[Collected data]
## start

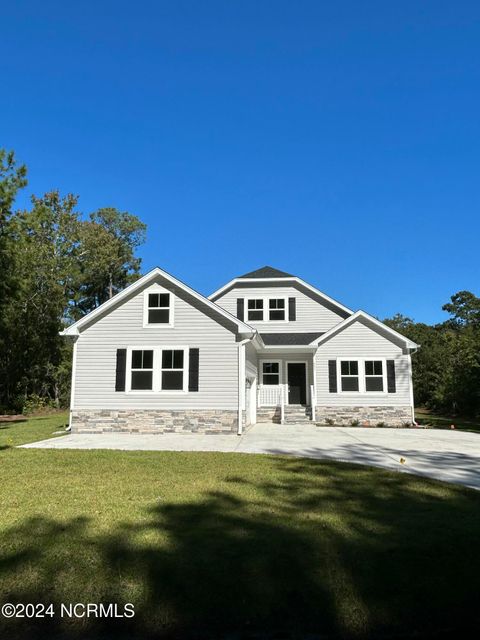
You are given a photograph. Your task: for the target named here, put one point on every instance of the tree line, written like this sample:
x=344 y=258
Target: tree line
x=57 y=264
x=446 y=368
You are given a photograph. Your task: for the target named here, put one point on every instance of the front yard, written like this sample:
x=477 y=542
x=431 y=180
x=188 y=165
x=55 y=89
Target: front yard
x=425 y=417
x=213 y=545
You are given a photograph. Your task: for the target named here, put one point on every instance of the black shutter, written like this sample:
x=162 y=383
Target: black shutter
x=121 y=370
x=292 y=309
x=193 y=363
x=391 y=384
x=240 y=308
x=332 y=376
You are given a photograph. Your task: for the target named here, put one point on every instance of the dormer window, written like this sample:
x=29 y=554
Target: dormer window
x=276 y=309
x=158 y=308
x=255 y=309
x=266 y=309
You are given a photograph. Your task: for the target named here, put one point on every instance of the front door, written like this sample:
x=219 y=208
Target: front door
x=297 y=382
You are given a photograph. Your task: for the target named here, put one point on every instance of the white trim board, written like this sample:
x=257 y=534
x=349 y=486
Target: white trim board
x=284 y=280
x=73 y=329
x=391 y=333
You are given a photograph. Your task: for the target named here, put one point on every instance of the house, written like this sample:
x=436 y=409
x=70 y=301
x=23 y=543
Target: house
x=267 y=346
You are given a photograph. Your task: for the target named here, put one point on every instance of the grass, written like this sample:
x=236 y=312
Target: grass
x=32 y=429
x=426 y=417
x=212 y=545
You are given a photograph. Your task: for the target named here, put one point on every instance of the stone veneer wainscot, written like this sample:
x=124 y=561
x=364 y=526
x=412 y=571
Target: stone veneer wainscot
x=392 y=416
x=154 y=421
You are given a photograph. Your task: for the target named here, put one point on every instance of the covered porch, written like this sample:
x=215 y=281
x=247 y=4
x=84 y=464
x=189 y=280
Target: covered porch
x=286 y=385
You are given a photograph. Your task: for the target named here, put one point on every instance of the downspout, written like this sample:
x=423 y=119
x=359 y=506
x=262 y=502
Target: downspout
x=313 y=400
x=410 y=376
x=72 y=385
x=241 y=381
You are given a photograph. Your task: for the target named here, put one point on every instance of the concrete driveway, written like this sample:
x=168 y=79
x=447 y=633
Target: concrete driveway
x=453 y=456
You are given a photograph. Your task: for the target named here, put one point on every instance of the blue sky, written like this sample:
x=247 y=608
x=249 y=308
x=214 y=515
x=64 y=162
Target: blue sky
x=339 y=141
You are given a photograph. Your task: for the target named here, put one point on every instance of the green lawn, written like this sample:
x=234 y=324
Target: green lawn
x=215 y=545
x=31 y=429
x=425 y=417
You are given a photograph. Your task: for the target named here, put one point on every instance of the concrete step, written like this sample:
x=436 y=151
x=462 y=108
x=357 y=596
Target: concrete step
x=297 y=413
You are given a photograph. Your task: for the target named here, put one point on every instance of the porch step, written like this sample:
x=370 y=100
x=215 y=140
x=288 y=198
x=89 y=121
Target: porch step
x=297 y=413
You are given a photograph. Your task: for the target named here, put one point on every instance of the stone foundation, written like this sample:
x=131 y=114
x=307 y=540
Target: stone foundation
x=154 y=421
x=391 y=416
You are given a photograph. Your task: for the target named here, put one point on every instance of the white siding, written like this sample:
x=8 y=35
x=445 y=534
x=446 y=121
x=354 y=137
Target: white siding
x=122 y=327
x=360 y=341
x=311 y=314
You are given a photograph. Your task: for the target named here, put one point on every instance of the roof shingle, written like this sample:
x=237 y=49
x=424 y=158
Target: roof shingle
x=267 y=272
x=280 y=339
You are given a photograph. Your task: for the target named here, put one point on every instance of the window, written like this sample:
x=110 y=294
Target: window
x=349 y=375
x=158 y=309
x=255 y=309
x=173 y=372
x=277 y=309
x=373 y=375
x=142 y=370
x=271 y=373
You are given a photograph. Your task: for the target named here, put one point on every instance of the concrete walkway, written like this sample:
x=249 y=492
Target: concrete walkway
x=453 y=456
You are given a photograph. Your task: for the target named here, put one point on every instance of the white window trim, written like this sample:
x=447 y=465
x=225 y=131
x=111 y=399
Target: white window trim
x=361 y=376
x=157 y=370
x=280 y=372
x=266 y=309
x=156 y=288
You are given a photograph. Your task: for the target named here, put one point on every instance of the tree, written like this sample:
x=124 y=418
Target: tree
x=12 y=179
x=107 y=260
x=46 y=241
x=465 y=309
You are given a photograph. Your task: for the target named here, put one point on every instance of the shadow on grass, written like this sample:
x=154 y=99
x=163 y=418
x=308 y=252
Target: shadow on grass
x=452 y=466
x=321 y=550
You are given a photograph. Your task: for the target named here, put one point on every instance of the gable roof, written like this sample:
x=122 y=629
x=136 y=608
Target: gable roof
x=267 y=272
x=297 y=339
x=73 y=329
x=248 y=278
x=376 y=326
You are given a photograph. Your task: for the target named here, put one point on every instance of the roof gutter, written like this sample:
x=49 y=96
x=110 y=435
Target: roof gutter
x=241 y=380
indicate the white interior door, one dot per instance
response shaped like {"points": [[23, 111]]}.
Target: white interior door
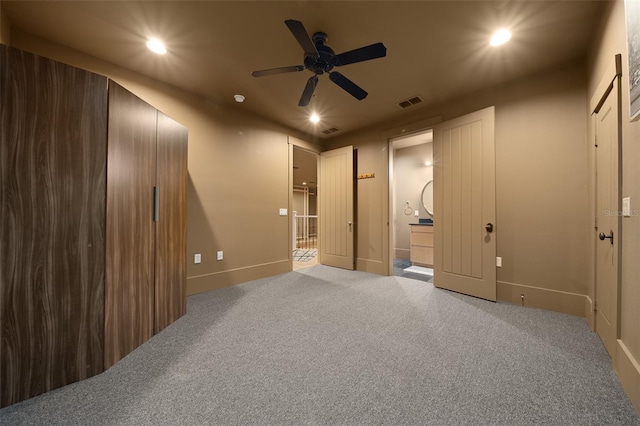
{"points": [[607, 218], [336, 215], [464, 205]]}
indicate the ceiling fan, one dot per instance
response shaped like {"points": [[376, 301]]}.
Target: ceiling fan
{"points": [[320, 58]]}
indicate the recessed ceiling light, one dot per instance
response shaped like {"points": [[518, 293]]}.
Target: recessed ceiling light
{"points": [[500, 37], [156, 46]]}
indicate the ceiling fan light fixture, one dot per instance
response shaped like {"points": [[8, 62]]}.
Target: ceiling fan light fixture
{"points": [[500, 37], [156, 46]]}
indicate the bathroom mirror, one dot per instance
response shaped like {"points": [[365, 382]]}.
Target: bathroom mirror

## end

### What the exercise asks
Write out the data precisely as given, excluding the pictures.

### Result of this exercise
You are given a photograph. Your task: for the target named here, put one point on every instance of the tree line, written like this sample:
x=344 y=258
Target: tree line
x=57 y=264
x=446 y=368
You are given a photograph. Your task: for the target named here, put one point on every instance of the front yard, written like this sample:
x=477 y=542
x=431 y=180
x=188 y=165
x=55 y=89
Target: front yard
x=425 y=417
x=213 y=545
You are given a photograph. Your task: for the target named here, put one point on every instance of the black shutter, written like this sample:
x=162 y=383
Target: black shutter
x=121 y=370
x=292 y=309
x=193 y=363
x=391 y=384
x=240 y=308
x=332 y=376
You are given a photograph. Your task: for the target named here, put one point on every instance of the dormer window, written like this sample:
x=29 y=554
Target: dormer window
x=276 y=309
x=158 y=308
x=255 y=309
x=266 y=309
You are given a photograph. Your task: for the target named here, put one point on every instance of the front door, written like this sample:
x=219 y=208
Target: front door
x=297 y=382
You are given a photograph. Your task: for the target named here, put one point on every instance of the white trim board, written like this sample:
x=257 y=534
x=349 y=486
Target: white trim board
x=284 y=280
x=73 y=329
x=391 y=333
You are given a photograph. Your task: for the target named here, put one point on every instance of the house, written like this sample:
x=436 y=409
x=70 y=301
x=23 y=543
Target: house
x=267 y=346
You are given a photograph. Your task: for the target named here, put one point on every instance of the grass, written like this sample:
x=236 y=312
Target: grass
x=32 y=429
x=426 y=417
x=212 y=545
You are given a photograph. Your task: for the target named here, put one point on every instance of the stone veneer wainscot, written like this sample:
x=124 y=561
x=364 y=526
x=412 y=571
Target: stone veneer wainscot
x=392 y=416
x=154 y=421
You are given a photograph. Your task: for the target named here, put one point on every instance of the covered porch, written like this sample:
x=215 y=281
x=247 y=4
x=84 y=464
x=189 y=280
Target: covered porch
x=286 y=385
You are given a photograph. Your task: for the target named here, put one point on every instance of the downspout, written like this sample:
x=423 y=119
x=359 y=506
x=262 y=502
Target: downspout
x=313 y=400
x=410 y=376
x=72 y=385
x=241 y=381
You are given a photograph. Your task: for the target named here, put one point on every instance of the concrete driveway, written like this sample:
x=168 y=79
x=447 y=633
Target: concrete driveway
x=453 y=456
You are given a photograph. Your task: for the target named here, put one point on every instance of the blue sky, written like this sample:
x=247 y=608
x=249 y=308
x=214 y=515
x=64 y=162
Target: blue sky
x=339 y=141
You are given a photograph. Your task: for the target named here, put one point on every instance of the green lawn, written like this sample:
x=234 y=324
Target: green lawn
x=215 y=545
x=31 y=429
x=425 y=417
You are given a photograph. Your task: for the target named here, put one point on every instance of the concrete step, written like this sample:
x=436 y=151
x=462 y=108
x=357 y=596
Target: concrete step
x=297 y=413
You are given a photograph. Your task: for the target named here, put one point on every instance of the porch step, written like this sample:
x=370 y=100
x=215 y=140
x=288 y=198
x=89 y=121
Target: porch step
x=297 y=413
You are given a photograph. Your task: for the target named here, put one point on every instance of the stone foundation, written like this sample:
x=131 y=114
x=307 y=540
Target: stone foundation
x=154 y=421
x=391 y=416
You are given a photograph. Your task: for the target named here, put one point on every instance of the white siding, written like this sample:
x=8 y=35
x=445 y=534
x=446 y=121
x=354 y=137
Target: white siding
x=122 y=327
x=360 y=341
x=311 y=314
You are given a photograph. Your task: for the target named here, put one point on every instance of the roof shingle, written like this sample:
x=237 y=49
x=424 y=158
Target: roof shingle
x=267 y=272
x=280 y=339
You are given a photograph. Your task: for the target named here, put one point on every instance of the window, written like this sample:
x=110 y=294
Target: window
x=349 y=375
x=158 y=309
x=255 y=309
x=173 y=372
x=277 y=309
x=373 y=375
x=142 y=370
x=271 y=373
You are given a photograph. Your task: for the target named here, put one point on every instance of the concrete walkway, written like this sample:
x=249 y=492
Target: concrete walkway
x=453 y=456
You are given a photograph. Your task: for the target named here, put one point on every instance of the white window trim, written like this sample:
x=447 y=465
x=225 y=131
x=111 y=399
Target: white window trim
x=361 y=376
x=157 y=370
x=280 y=372
x=266 y=309
x=156 y=288
You are given a photograph. Your task: for the target named here, put one point on every instance of the tree, written like this sample:
x=124 y=418
Target: tree
x=12 y=179
x=107 y=260
x=46 y=241
x=465 y=309
You are given a photograph. Your task: for the target named here, put one point on every instance of the shadow on grass, written like this sample:
x=154 y=99
x=163 y=418
x=308 y=252
Target: shadow on grass
x=452 y=466
x=321 y=550
You are given a photograph. Your task: for the target named here, put one point on every instance of the gable roof, written like this sample:
x=122 y=629
x=136 y=608
Target: gable roof
x=267 y=272
x=297 y=339
x=73 y=329
x=248 y=278
x=376 y=326
You are given a photograph. Your task: for the target named here, put one point on every instance of the roof gutter, written like this sample:
x=49 y=96
x=110 y=435
Target: roof gutter
x=241 y=380
indicate the white interior door, one dot per instance
response shaped like {"points": [[23, 111]]}.
Target: white interior door
{"points": [[607, 218], [336, 215], [464, 205]]}
indicate the ceiling fan, one dot per instance
response shaped like {"points": [[376, 301]]}.
Target: ceiling fan
{"points": [[320, 58]]}
indicate the recessed ceiling light, one dot per instance
response shaped like {"points": [[518, 293]]}.
Target: recessed ceiling light
{"points": [[500, 37], [156, 46]]}
indicate the ceiling fan light fixture, one dot per instance
response shaped like {"points": [[8, 62]]}.
Target: ceiling fan light fixture
{"points": [[500, 37], [156, 46]]}
indicate the bathroom mirror, one dot per instance
response shaped like {"points": [[365, 382]]}.
Target: bathroom mirror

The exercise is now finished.